━━ Material for this task
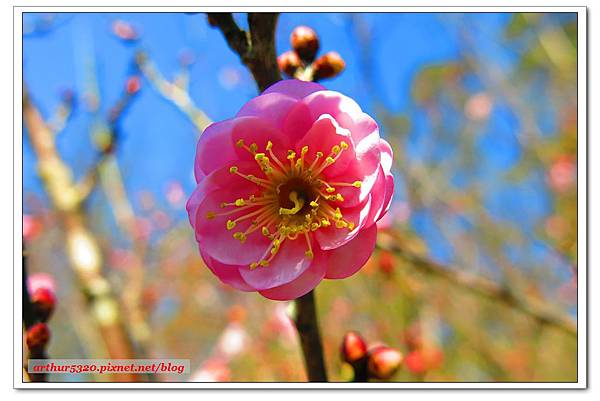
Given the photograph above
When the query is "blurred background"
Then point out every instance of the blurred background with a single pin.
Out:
(475, 277)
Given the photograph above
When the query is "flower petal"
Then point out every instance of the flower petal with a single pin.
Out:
(322, 136)
(212, 235)
(348, 259)
(294, 88)
(289, 263)
(303, 284)
(259, 131)
(228, 274)
(272, 107)
(332, 237)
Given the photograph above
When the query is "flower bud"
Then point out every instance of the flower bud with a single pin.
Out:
(383, 362)
(44, 303)
(288, 63)
(305, 43)
(328, 66)
(354, 347)
(37, 337)
(133, 84)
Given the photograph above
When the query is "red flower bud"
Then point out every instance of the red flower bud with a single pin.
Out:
(354, 347)
(328, 66)
(37, 337)
(44, 303)
(133, 85)
(305, 43)
(383, 362)
(289, 62)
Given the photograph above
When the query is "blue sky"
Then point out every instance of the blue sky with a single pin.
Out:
(158, 142)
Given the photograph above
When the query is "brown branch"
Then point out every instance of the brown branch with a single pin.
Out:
(536, 310)
(82, 247)
(256, 48)
(172, 92)
(305, 319)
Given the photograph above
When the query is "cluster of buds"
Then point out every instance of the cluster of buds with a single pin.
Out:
(43, 303)
(300, 62)
(378, 362)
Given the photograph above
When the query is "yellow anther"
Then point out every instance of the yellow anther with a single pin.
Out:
(341, 224)
(338, 214)
(240, 236)
(298, 204)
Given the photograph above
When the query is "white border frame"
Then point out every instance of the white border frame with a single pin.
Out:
(581, 201)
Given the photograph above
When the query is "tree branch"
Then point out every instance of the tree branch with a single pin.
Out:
(305, 319)
(536, 310)
(256, 49)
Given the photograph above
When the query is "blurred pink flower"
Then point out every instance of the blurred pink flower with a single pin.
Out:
(289, 190)
(38, 281)
(124, 31)
(562, 173)
(175, 194)
(31, 227)
(478, 107)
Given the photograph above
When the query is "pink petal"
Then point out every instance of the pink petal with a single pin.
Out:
(389, 195)
(272, 107)
(387, 156)
(378, 198)
(294, 88)
(348, 259)
(260, 131)
(212, 235)
(364, 168)
(303, 284)
(228, 274)
(332, 237)
(289, 263)
(322, 136)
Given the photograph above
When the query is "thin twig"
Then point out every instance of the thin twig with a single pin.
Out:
(305, 319)
(536, 310)
(256, 48)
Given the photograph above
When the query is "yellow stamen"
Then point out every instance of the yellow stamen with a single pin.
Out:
(298, 204)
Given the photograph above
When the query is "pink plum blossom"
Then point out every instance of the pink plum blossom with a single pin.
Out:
(289, 190)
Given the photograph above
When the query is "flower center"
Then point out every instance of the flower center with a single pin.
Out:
(295, 199)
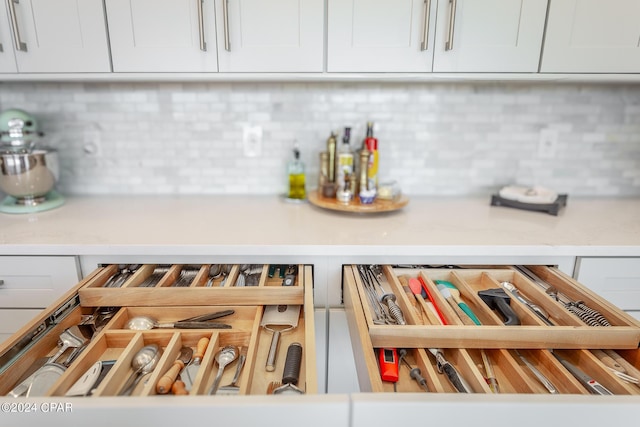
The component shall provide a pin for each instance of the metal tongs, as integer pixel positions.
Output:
(585, 313)
(444, 367)
(210, 316)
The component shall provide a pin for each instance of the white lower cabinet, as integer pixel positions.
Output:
(28, 284)
(616, 279)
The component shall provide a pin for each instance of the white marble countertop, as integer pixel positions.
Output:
(266, 225)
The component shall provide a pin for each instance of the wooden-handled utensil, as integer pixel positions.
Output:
(191, 370)
(167, 380)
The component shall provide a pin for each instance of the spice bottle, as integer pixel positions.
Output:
(371, 144)
(295, 170)
(345, 178)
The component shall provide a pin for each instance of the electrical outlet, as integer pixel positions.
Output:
(548, 143)
(252, 141)
(92, 146)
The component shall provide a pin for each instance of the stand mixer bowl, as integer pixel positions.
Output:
(28, 176)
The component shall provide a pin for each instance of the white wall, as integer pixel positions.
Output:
(435, 139)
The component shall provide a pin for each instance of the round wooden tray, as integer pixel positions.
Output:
(378, 205)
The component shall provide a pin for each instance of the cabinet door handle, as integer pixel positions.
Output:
(452, 23)
(225, 13)
(20, 45)
(424, 43)
(203, 44)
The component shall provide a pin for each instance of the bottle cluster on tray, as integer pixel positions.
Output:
(348, 174)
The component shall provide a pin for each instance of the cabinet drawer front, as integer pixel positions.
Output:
(616, 279)
(35, 282)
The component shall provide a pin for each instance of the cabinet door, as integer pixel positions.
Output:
(380, 35)
(7, 58)
(61, 36)
(489, 35)
(270, 36)
(592, 36)
(162, 35)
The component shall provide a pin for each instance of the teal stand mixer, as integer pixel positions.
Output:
(28, 170)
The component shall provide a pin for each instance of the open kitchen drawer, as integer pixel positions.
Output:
(435, 345)
(101, 324)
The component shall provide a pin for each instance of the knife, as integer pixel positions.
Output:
(590, 383)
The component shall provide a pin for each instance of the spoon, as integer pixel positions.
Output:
(144, 361)
(225, 356)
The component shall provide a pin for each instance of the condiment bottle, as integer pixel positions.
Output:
(364, 164)
(295, 170)
(371, 144)
(345, 178)
(331, 151)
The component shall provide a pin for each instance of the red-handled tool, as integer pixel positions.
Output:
(388, 358)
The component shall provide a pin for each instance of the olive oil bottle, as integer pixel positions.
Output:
(296, 172)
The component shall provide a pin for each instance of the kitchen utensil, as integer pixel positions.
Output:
(166, 381)
(69, 338)
(370, 277)
(539, 375)
(455, 294)
(232, 388)
(497, 299)
(25, 381)
(44, 379)
(443, 365)
(91, 379)
(536, 309)
(388, 363)
(593, 386)
(191, 370)
(215, 271)
(443, 320)
(585, 313)
(143, 362)
(144, 323)
(628, 367)
(416, 289)
(278, 319)
(291, 371)
(155, 277)
(464, 317)
(224, 357)
(187, 274)
(414, 373)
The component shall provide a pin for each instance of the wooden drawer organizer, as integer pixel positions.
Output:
(197, 293)
(463, 345)
(115, 342)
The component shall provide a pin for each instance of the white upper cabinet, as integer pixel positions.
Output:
(54, 36)
(489, 35)
(162, 35)
(270, 36)
(592, 36)
(7, 58)
(380, 35)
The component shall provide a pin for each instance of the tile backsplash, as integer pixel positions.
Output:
(435, 138)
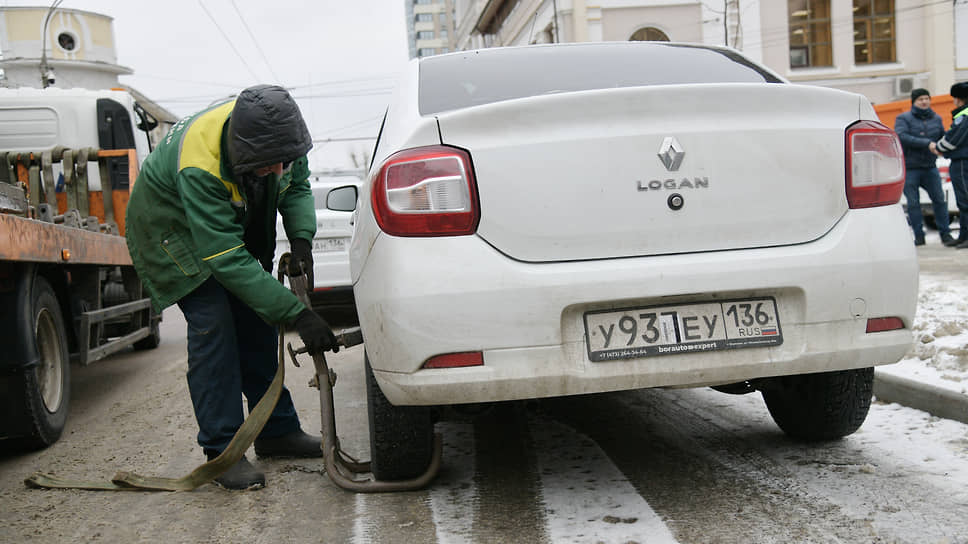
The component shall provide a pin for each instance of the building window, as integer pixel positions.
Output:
(649, 34)
(874, 31)
(810, 42)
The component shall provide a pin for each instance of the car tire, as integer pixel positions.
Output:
(817, 407)
(42, 390)
(401, 437)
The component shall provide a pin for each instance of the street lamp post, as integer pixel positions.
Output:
(46, 72)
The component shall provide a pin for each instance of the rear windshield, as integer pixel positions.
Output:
(459, 80)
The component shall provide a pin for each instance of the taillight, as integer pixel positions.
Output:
(426, 191)
(456, 360)
(881, 324)
(875, 165)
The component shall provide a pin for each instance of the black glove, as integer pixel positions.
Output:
(314, 331)
(301, 253)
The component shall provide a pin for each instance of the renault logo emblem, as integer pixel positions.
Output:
(671, 153)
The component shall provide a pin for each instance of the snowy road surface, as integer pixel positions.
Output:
(662, 466)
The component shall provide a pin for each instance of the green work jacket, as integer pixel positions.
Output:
(186, 216)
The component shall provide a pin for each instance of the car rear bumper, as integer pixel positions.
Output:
(421, 297)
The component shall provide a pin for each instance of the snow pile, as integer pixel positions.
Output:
(939, 355)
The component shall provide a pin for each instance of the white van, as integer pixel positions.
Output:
(33, 120)
(335, 195)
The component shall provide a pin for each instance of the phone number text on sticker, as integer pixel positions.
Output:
(682, 328)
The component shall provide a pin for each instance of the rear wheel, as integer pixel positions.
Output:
(824, 406)
(43, 388)
(401, 437)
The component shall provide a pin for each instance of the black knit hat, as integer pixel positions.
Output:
(918, 93)
(266, 127)
(960, 90)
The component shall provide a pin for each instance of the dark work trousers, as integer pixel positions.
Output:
(958, 170)
(231, 352)
(931, 181)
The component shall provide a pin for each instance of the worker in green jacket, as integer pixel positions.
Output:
(201, 232)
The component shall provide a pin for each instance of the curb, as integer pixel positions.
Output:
(935, 400)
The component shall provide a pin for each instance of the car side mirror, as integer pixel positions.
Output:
(342, 199)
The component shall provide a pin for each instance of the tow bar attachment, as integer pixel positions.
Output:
(340, 466)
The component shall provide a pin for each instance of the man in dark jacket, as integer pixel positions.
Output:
(201, 233)
(918, 129)
(954, 145)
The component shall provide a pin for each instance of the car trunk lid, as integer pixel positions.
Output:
(656, 170)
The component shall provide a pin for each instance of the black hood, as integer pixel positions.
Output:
(265, 127)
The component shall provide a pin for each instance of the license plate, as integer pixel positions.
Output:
(327, 245)
(682, 328)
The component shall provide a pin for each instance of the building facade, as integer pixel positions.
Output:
(430, 27)
(879, 48)
(66, 48)
(60, 48)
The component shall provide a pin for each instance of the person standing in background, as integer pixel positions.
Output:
(918, 130)
(954, 145)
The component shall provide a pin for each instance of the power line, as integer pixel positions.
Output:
(255, 41)
(227, 40)
(350, 139)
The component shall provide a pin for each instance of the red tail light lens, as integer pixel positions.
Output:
(456, 360)
(875, 165)
(426, 191)
(881, 324)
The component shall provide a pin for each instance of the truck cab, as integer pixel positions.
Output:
(68, 290)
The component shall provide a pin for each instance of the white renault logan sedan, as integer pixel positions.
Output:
(557, 220)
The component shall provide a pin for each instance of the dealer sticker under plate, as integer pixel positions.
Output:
(682, 328)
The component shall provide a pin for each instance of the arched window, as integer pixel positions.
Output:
(649, 34)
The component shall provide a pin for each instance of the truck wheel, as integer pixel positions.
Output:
(401, 437)
(824, 406)
(45, 387)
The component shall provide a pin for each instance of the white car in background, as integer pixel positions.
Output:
(335, 195)
(563, 219)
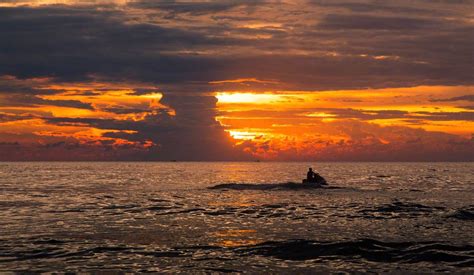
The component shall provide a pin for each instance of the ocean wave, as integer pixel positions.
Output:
(465, 213)
(270, 186)
(292, 250)
(367, 249)
(398, 208)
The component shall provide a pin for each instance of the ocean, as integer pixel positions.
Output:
(204, 217)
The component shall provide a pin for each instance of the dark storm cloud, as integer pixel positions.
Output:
(193, 135)
(21, 100)
(76, 43)
(365, 45)
(367, 22)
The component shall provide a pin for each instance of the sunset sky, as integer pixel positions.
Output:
(237, 80)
━━━━
▸ **What the task requires**
Report each line in the entries where the string "plum" occurs.

▸ **Your response**
When the query is "pink plum blossom"
Then point out every instance of the pink plum blossom with a single pin.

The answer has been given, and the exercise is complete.